--- start ---
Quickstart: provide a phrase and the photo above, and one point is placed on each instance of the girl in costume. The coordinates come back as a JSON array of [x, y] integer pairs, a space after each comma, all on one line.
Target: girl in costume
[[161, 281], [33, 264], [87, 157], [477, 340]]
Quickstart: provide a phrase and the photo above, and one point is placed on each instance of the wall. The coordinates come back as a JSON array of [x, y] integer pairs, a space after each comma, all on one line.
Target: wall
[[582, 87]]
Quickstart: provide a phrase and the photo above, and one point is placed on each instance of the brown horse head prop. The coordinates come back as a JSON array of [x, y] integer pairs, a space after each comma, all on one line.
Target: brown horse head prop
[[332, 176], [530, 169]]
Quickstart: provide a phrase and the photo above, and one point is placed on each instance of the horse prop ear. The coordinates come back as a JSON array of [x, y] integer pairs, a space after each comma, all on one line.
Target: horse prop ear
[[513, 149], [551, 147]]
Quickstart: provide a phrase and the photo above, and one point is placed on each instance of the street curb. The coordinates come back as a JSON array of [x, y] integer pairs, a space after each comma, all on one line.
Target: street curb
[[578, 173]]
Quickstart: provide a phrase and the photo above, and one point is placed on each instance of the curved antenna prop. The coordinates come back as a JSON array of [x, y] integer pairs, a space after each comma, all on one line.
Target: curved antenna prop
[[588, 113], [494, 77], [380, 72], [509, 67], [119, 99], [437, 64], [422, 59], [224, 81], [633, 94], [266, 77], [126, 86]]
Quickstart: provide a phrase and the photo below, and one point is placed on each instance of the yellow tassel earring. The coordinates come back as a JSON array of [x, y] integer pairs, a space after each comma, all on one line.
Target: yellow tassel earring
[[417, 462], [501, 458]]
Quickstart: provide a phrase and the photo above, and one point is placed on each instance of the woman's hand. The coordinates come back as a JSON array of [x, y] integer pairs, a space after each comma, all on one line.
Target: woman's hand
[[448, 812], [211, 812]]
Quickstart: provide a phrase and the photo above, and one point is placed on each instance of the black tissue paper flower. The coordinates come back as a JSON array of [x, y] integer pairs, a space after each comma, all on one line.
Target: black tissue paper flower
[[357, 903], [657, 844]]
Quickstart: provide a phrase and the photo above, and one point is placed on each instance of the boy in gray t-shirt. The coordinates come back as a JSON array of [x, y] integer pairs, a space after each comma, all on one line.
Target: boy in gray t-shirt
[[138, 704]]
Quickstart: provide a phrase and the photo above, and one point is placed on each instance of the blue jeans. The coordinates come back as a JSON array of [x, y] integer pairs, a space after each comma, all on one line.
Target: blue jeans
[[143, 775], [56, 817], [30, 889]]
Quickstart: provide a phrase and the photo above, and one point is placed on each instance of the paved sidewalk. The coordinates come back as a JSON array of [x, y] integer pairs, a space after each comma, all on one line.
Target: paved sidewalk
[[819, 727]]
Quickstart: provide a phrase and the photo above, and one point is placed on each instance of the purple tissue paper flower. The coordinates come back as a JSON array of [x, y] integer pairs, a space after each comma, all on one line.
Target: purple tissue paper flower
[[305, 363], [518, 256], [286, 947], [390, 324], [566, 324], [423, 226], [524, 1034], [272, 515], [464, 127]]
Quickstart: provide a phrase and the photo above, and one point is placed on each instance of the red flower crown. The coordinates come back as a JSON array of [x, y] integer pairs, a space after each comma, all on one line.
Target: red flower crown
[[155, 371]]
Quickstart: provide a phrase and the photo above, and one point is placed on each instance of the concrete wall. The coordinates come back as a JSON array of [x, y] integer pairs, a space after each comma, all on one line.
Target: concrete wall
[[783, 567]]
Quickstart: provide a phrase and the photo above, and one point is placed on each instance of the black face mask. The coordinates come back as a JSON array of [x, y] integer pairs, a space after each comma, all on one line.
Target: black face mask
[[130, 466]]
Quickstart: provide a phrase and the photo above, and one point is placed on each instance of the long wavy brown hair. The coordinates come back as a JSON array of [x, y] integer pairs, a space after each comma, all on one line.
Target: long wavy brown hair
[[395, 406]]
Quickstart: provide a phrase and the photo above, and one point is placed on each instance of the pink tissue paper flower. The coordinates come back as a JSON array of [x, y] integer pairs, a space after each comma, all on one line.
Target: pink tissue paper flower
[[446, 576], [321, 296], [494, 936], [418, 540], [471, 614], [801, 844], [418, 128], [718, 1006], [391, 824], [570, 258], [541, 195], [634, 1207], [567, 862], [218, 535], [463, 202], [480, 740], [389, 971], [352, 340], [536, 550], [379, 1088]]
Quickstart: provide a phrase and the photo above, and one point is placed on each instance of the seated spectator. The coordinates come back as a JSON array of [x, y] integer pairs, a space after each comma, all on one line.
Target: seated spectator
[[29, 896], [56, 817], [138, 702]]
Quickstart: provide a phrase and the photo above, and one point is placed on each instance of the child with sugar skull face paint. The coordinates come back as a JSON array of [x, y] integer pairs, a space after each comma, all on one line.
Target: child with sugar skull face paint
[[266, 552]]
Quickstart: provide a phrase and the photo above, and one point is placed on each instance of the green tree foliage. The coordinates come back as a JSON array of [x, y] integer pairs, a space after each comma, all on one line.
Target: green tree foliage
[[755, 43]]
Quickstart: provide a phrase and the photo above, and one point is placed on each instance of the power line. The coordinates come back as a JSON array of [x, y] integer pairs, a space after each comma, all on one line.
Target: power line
--- end ---
Rescale only the records from the line with "of the horse" up to and including the line with "[[513, 149], [551, 147]]". Write out each of those lines again, requests included, and multiply every point coordinate in the answers by 1.2, rounding to whole numbers with halves going up.

* **Output for this exercise**:
Quickstart: provide a phrase and the photo above, and one point is placed on each instance of the horse prop ear. The coordinates come back as a JSON array of [x, y] integer pairs, a space after each comma, all on one line.
Target: horse prop ear
[[616, 179], [661, 176]]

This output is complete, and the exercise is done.